[Dataset rows]
+===+

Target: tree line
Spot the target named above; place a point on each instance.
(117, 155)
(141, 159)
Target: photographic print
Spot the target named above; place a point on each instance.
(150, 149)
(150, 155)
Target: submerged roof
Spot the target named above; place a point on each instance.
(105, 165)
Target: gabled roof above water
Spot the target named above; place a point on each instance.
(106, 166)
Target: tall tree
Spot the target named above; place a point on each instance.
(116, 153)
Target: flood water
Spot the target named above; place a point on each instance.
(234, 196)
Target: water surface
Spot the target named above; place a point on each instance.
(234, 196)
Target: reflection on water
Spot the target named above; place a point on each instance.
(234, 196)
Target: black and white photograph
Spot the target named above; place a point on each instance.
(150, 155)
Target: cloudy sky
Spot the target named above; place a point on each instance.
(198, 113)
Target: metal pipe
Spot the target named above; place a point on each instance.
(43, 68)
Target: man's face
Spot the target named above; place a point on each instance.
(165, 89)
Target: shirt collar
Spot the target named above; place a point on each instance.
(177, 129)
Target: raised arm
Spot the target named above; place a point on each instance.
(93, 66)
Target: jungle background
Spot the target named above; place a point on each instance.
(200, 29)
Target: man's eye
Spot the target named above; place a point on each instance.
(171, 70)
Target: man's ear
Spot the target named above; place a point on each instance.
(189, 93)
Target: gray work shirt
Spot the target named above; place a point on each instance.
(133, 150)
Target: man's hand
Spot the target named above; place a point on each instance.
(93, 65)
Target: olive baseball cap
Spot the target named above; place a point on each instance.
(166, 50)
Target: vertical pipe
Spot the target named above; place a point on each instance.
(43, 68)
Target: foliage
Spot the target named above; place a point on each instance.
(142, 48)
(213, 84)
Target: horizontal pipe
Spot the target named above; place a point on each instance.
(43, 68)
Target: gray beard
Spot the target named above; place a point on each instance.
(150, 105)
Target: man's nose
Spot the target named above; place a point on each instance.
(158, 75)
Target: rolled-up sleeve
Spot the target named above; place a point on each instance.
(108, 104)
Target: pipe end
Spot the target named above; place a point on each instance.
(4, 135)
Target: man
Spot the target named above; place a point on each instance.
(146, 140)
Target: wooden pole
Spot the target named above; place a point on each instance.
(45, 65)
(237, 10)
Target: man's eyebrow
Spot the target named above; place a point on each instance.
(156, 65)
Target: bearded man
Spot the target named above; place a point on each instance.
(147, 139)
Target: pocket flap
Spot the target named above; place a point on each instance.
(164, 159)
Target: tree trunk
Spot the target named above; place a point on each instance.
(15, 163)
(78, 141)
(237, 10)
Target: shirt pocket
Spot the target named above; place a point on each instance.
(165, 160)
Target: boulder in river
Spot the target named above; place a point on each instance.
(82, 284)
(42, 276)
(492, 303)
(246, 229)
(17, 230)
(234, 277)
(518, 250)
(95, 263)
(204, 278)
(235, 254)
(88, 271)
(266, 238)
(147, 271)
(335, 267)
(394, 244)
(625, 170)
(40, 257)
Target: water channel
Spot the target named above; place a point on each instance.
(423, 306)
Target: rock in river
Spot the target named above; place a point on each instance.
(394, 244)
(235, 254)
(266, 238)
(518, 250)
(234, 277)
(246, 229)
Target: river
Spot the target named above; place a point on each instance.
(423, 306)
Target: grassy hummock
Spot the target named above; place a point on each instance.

+===+

What the task asks: Could you rewrite all the records with "place a point on each instance" replaced by "mark every occurrence" and everything else left unchanged?

Result of this exercise:
Target: tree line
Spot the target named above; mark every occurrence.
(117, 155)
(141, 159)
Target: photographic print
Spot the target named above; mark every occurrence.
(150, 149)
(150, 155)
Target: submerged roof
Spot the target named above; mark every occurrence.
(105, 165)
Target: gabled roof above water
Spot the target named above; mark every occurrence.
(106, 166)
Target: tall tree
Spot the target named above; mark every occurrence.
(116, 153)
Target: flood water
Spot the target named above; mark every occurrence.
(234, 196)
Target: water surface
Spot the target named above; mark every occurrence.
(234, 196)
Target: reflection on water
Spot the target named above; mark every occurrence.
(234, 196)
Target: black and white photograph
Spot the target named above; mark every occurrence.
(150, 155)
Target: cloudy sky
Spot the target named above; mark every occurrence.
(198, 113)
Target: metal pipe
Spot the target named above; mark every occurrence.
(43, 68)
Target: man's face
Spot the target named above; mark every occurrence.
(165, 89)
Target: shirt collar
Spot the target named above; mark every occurrence.
(177, 129)
Target: raised arm
Spot the target named above; mark every occurrence.
(93, 66)
Target: jungle background
Spot the target named above; mark every occurrence.
(200, 29)
Target: man's eye
Spot the target named above; mark every occurrence.
(171, 70)
Target: man's ear
Spot the target named above; mark every occurrence.
(189, 93)
Target: gray work shirt
Spot the target named above; mark every occurrence.
(133, 150)
Target: man's hand
Spot the target named above; mark every occurrence.
(93, 65)
Target: olive baseball cap
Spot the target named above; mark every occurrence.
(166, 50)
Target: vertical pipe
Spot the target named above; mark every occurrence.
(43, 68)
Target: foliage
Spot the target named above; mark every occurrence.
(142, 48)
(213, 84)
Target: horizontal pipe
Spot the target named above; mark every occurrence.
(43, 68)
Target: gray beard
Spot the target named above; mark every occurrence.
(150, 105)
Target: man's nose
Spot the target named above; mark every occurrence.
(158, 75)
Target: rolled-up sleeve
Spot the target named above; mark every occurrence.
(108, 104)
Target: pipe end
Spot the target named above; mark every occurrence.
(4, 135)
Target: man
Spot the target named above; mark every occurrence.
(146, 140)
Target: wooden pole
Spot the target named above; mark every occurrence.
(45, 65)
(237, 10)
Target: man's eyebrow
Spot the target named above; mark every occurrence.
(156, 65)
Target: bearded man
Spot the target named above; mark every occurrence.
(147, 139)
Target: pocket flap
Spot the target named above; mark every occurrence.
(164, 159)
Target: tree trunk
Spot the target named above; mark every occurrence.
(15, 163)
(78, 141)
(237, 10)
Target: shirt pocket
Spot the target named above; mark every occurrence.
(165, 160)
Target: boulder in river
Spot the target named above; mark every occurrence.
(82, 284)
(42, 276)
(492, 303)
(246, 229)
(17, 230)
(234, 277)
(518, 250)
(95, 263)
(204, 278)
(235, 254)
(88, 271)
(266, 238)
(147, 271)
(335, 267)
(394, 244)
(625, 170)
(40, 257)
Target: water channel
Spot the target named above; mark every occurrence.
(423, 306)
Target: rock in river
Spot the target named above; mark every occurrence.
(394, 244)
(235, 254)
(266, 238)
(518, 250)
(234, 277)
(246, 229)
Target: river
Spot the target named above; mark every occurrence.
(423, 306)
Target: grassy hummock
Spot the target named above; mark every occurrence.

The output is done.